* Document segment
[Start of Attachment]

Kombucha flavours to savour
By Jacey Gibb, Distribution Manager
Welcome to ‘Bucha Basics, where we cover everything there is to know about homebrewing kombucha
Last week, we did a victory lap after finishing your first batch of kombucha. I briefly covered the secondary fermentation phase, aka where you add any flavouring agents, but it’s worth covering in its own article since there’s a lot of ground to cover.
Technically, your kombucha is good to go after the first fermentation period. However, I find unflavoured kombucha to be somewhat bland, so I’m a strong advocate for taking a few extra steps, adding fruit, and leaving it for a few days. Your taste buds will thank you.
For its sheer convenience, I recommend keeping a few bags of frozen fruit in the freezer to have on hand. Kombucha already has a few steps, so you can at least cut down on the prep time. In terms of cost, frozen fruit is also comparable to fresh fruit, with No Name brand’s costing about $4.
On the opposite side of the spectrum, if you have an abundance of fresh fruit and a dwindling time window to consume it in, feel free to use fresh fruit. Once I had diced pineapple leftover from a party, and I just tossed it into a fermenting batch, and the results were delish.
As if the wealth of fruit options wasn’t paralyzing enough, you can even add fresh herbs to give new variations. I’ve used lavender, rosemary, and mint, but there are some even wackier combinations online. It all comes down to your preferences, so just have fun with it.

[End of Attachment]

* Tasks to complete
1) Rewrite the kombucha article from "For its sheer" up to and including "costing about $4.", changing "freezer" to "deep freeze".
2) Translate this sentence from the kombucha article into Spanish: "Kombucha already has a few steps, so you can at least cut down on the prep time."
3) Pick up the kombucha article where it stops and keep writing.
The listing has no connection to the kombucha article.

* Dataset excerpt

[Start of Attachment]

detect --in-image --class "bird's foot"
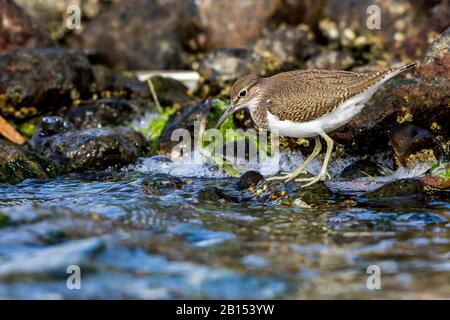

[End of Attachment]

* Task-by-task results
1)
For its sheer convenience, I recommend keeping a few bags of frozen fruit in the deep freeze to have on hand. Kombucha already has a few steps, so you can at least cut down on the prep time. In terms of cost, frozen fruit is also comparable to fresh fruit, with No Name brand’s costing about $4.

2) La kombucha ya tiene unos cuantos pasos, así que al menos puedes reducir el tiempo de preparación.

3)
Here are a few fruits/combinations that get the ol’ Gibb stamp of approval:
Mango: possibly my favourite. Light and fruity, but also mild enough to combine for kombucha cocktails—more on that in a future article, though.
Strawberries: very sweet, and it transforms the kombucha into a bright, ruby colour.
Blueberries: use slightly fewer blueberries than you would any other fruit; otherwise, the kombucha will come out overly tart. Blueberry kombucha ends up a deep, dark purple.
Ginger: blame my parents for feeding me Canada Dry anytime I felt sick, but there’s something about the taste of ginger that feels medicinal. Ginger pairs really well with other fruits, but add in smaller doses, so it doesn’t overwhelm the other flavours.
It’s worth mentioning: every step along the way of kombucha brewing is an experiment. It’s entirely possible to have a great batch, and follow the steps exactly for the following brew—yet have things turn out completely different. Keep track of your process (how much fruit you’ve added; how many days you’re leaving it to ferment) and learn from any mistakes. A ‘buchmaster’s job is never finished.